There is no middle ground when talking cat cafes. Tell friends you are going to sip tea surrounded by felines, and you will consistently receive one of two responses: Aww, so cute! or Ugh, my worst nightmare.
“To each his own,” laughs Selena Hubbard, who launched Nine Lives Cat Cafe in Indianapolis with her dad, Eric, early last year. “I don’t hold anything against them. They’re free to come in just for coffee. We can still be friends!”
At Nine Lives, visitors hang in a comfy, sunny room with 10 or so cats, getting a quick hit of cuddle therapy along with their caffeine. There’s no pressure to take one home—but if you want to, the cafe’s residents are all available for adoption. Nine Lives has found homes for nearly 200 cats from the Humane Society of Indianapolis.
Try it Out
Because your curiosity could save a cat.
The Cafe Meow, Minneapolis
A mere kitten, this brand-new cafe just opened in February, inspired by the Cat Video Festival (a Twin Cities cult-fave).

Information provided |
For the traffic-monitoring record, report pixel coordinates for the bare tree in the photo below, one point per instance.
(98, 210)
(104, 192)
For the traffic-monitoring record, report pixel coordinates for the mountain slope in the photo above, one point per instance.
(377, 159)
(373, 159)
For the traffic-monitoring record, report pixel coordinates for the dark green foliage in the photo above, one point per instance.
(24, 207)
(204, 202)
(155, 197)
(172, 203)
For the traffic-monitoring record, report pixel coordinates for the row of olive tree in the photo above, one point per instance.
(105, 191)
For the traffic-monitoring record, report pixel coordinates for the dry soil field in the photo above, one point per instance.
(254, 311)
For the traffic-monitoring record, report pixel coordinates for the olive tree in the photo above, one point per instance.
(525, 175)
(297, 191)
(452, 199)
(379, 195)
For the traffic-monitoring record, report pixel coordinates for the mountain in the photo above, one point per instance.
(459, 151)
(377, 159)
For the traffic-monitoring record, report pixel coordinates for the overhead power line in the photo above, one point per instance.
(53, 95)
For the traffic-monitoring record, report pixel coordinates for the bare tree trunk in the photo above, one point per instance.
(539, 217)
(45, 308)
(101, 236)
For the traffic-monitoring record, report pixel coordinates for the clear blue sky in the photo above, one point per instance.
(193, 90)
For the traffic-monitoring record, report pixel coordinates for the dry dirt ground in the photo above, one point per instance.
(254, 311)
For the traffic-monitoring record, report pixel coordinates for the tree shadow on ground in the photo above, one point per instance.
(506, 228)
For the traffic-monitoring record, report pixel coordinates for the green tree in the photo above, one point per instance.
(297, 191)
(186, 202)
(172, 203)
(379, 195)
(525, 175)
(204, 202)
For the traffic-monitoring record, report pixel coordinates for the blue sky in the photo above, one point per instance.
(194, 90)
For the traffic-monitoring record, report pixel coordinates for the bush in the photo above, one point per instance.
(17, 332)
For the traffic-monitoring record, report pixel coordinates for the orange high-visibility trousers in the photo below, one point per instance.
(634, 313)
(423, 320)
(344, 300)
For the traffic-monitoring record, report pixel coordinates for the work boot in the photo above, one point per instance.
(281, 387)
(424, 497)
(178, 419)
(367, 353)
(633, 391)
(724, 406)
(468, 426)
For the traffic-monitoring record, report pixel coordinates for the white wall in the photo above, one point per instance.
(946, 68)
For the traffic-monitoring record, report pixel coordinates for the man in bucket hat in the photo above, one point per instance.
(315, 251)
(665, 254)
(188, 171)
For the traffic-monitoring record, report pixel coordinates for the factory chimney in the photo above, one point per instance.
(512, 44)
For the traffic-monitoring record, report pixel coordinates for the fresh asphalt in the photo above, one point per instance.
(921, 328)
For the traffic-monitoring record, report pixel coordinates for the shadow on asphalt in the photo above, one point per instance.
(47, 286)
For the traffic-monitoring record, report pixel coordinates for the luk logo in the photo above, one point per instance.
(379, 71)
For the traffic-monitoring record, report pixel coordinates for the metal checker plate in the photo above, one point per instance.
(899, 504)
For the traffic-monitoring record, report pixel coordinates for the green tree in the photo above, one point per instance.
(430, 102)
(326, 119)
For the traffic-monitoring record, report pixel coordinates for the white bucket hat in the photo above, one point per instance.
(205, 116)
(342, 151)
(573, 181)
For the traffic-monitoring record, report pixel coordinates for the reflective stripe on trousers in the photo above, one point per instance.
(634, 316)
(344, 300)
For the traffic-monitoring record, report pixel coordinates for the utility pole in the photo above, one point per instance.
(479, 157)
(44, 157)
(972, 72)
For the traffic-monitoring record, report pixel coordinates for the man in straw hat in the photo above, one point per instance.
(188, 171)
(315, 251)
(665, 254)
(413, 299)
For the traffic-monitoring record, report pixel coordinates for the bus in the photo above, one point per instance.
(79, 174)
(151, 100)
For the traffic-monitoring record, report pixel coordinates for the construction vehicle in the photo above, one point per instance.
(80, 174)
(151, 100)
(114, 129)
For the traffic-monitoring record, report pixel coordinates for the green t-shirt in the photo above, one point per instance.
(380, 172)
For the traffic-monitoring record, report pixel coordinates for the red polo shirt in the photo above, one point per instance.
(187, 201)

Exercise goal |
According to the cat cafe article, how many cats has Nine Lives found homes for?

Finished task |
Nearly 200 cats from the Humane Society of Indianapolis.